Given exercise A:
In the records below, repeat the lines from the start of the records through the line holding "column 20, row 61", inclusive.

Text section:
---------------

Tuesday, October 7, 2008

Recall

NEWS from CPSC
U.S. Consumer Product Safety Commission
Office of Information and Public Affairs
Washington, DC 20207

FOR IMMEDIATE RELEASE
October 7, 2008
Release #09-003

Firm's Recall Hotline: (800) 934-4497
CPSC Recall Hotline: (800) 638-2772
CPSC Media Contact: (301) 504-7908

Children's Necklaces, CD and MP3 Players Sold at Limited Too and Justice Stores Recalled by Tween Brands Due to Violation of Lead Paint Standard

WASHINGTON, D.C. - The U.S. Consumer Product Safety Commission, in cooperation with the firm named below, today announced a voluntary recall of the following consumer product. Consumers should stop using recalled products immediately unless otherwise instructed.

Name of Products: Children's Ball and Heart Necklaces, Portable CD and MP3 Players

Units: About 12,000

Importer: Tween Brands Inc., of New Albany, Ohio

Hazard: Surface coatings on these products could contain excessive levels of lead, violating the federal lead paint standard.

---------------

Given exercise B:
According to the recall notice above, which company imported the recalled products?

---------------

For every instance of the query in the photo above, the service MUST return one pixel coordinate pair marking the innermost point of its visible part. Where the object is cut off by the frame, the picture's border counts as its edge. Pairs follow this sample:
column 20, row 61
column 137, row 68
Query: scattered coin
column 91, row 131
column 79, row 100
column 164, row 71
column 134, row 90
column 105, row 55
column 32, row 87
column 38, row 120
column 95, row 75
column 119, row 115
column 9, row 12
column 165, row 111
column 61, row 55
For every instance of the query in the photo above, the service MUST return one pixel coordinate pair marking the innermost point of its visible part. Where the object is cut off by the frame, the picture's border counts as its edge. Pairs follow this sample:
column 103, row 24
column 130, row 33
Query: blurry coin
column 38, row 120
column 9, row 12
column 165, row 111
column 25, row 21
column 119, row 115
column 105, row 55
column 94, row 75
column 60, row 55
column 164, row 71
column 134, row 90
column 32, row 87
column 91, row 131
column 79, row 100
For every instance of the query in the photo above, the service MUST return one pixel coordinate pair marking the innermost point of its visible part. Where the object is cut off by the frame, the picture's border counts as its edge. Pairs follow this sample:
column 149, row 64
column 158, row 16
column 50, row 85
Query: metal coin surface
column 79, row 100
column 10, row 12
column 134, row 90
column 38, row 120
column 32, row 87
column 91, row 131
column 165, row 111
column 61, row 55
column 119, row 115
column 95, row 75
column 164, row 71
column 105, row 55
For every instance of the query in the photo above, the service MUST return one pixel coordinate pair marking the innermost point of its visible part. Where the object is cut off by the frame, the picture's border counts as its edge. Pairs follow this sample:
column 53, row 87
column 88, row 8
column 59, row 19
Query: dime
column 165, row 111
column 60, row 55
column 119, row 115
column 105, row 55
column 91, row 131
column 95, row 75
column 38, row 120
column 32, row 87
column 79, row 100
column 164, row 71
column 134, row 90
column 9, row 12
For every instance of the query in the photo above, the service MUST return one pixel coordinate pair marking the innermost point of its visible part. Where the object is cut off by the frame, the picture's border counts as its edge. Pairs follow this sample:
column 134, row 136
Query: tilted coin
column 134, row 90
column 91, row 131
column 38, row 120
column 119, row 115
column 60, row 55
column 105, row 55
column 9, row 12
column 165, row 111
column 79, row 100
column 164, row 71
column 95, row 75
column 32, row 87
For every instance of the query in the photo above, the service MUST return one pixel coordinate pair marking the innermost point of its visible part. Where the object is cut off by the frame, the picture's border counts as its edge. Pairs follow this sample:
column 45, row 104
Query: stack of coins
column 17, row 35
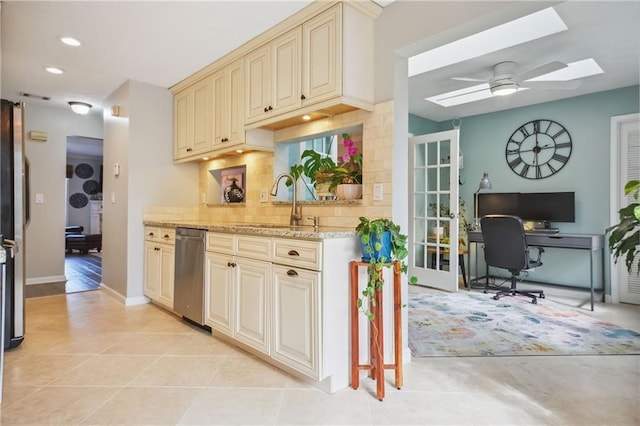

---------------

Expected answer A:
For every instance of the query in the photo above, the service MUST return one pixel coordinate pair marking the innermost point of its visible part. Where the object is cut off by the frame, the picture's border counts as its edge. Pairs follow this sample:
column 20, row 61

Expected answer B:
Tween Brands Inc., of New Albany, Ohio.